L’UE admet que l’impact d’une réduction de 2/3 du gaz russe « n’a pas été évalué »

Les entreprises de l'Union se méfient des retombées économiques à venir de cette mesure.

La Commission européenne n’a pas réalisé d’évaluation de l’impact économique de son initiative visant à réduire les importations de gaz russe de deux tiers d’ici la fin de l’année, première étape de son plan de 300 milliards d’euros visant à éliminer totalement les importations d’énergie russe d’ici 2027, a appris EURACTIV.

Au lieu d’une évaluation, la Commission a réalisé une «  simulation  » dans ses prévisions économiques de printemps qui prend en compte l’impact d’un arrêt brutal des importations de tout gaz russe.

«  Par rapport à un arrêt brutal des importations de gaz russe, une réduction progressive de 2/3 serait beaucoup plus douce, car les entreprises et les consommateurs auraient le temps de se préparer, et les gouvernements pourraient sécuriser les infrastructures critiques pour des importations alternatives  », a déclaré un porte-parole de la Commission à EURACTIV.

L’Allemagne tremble

Cependant, les entreprises de l’Unionvl se méfient des retombées économiques à venir de cette mesure.

Depuis le début de la guerre en Ukraine, l’Allemagne a réduit d’environ 35 % sa dépendance aux importations de gaz russe, qui représentent plus de la moitié de toutes les importations de gaz.

D’ici la fin de l’année, Berlin prévoit de réduire encore ses importations pour atteindre 30 % de ses importations totales de gaz, soit près de la moitié de ce qu’elle a importé l’année dernière.

Toutefois, la diminution de la dépendance obtenue jusqu’à présent est en partie due à une baisse de la demande de l’industrie allemande.

«  En raison de l’augmentation rapide des prix du gaz, la demande de gaz diminue de toute façon de manière incessante, jusqu’à 10 % dans l’industrie au cours des seuls premiers mois de la guerre  », a déclaré à EURACTIV Claudia Kemfert, responsable du département de l’énergie, du transport et de l’environnement à l’Institut allemand de recherche économique (DIW).

Pendant ce temps, les entreprises allemandes critiquent le plan de la Commission visant à réduire les importations de gaz russe de deux tiers jusqu’à la fin de l’année.

«  La forte volonté et le plan de la Commission européenne de couper l’approvisionnement en argent de la Russie par le biais d’un embargo énergétique ne passeront pas les entreprises sans encombre  », a déclaré à EURACTIV Marc S. Tenbieg, directeur exécutif de l’Association allemande des petites et moyennes entreprises (DMB).

» Énoncé 1
Citez sans rien changer le passage de l'article sur le gaz russe qui commence aux mots « L’UE admet que » et s'arrête après « a appris EURACTIV. ».

» Données extraites
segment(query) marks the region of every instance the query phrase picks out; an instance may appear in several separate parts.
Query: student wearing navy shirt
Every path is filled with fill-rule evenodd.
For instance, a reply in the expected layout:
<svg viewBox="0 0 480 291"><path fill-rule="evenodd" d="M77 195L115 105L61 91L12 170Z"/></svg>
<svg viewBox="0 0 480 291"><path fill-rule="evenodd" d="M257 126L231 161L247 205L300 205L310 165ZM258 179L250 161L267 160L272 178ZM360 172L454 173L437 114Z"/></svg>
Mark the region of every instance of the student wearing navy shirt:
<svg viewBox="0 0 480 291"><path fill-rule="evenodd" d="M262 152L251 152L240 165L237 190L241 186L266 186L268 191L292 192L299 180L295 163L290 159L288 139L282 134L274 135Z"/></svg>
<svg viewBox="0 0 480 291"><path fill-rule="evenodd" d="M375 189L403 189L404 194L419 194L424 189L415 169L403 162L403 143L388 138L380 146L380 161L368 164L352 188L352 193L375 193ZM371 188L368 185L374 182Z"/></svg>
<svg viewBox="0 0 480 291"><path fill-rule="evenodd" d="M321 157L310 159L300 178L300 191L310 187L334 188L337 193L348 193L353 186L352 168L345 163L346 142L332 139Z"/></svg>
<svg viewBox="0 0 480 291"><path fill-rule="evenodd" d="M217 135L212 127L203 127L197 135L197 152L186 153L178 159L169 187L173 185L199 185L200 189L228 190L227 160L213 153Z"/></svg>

» Énoncé 2
Présentez en tableau Markdown, avec les colonnes « Numéro » et « Ligne », uniquement les lignes des enregistrements allant du début jusqu'à la ligne contenant « 195L115 105L61 91L12 », celle-ci comprise, en omettant les lignes vides.

» Solution 1
L’UE admet que l’impact d’une réduction de 2/3 du gaz russe « n’a pas été évalué »

Les entreprises de l'Union se méfient des retombées économiques à venir de cette mesure.

La Commission européenne n’a pas réalisé d’évaluation de l’impact économique de son initiative visant à réduire les importations de gaz russe de deux tiers d’ici la fin de l’année, première étape de son plan de 300 milliards d’euros visant à éliminer totalement les importations d’énergie russe d’ici 2027, a appris EURACTIV.

» Solution 2
| Numéro | Ligne |
|---|---|
| 1 | segment(query) marks the region of every instance the query phrase picks out; an instance may appear in several separate parts. |
| 2 | Query: student wearing navy shirt |
| 3 | Every path is filled with fill-rule evenodd. |
| 4 | For instance, a reply in the expected layout: |
| 5 | <svg viewBox="0 0 480 291"><path fill-rule="evenodd" d="M77 195L115 105L61 91L12 170Z"/></svg> |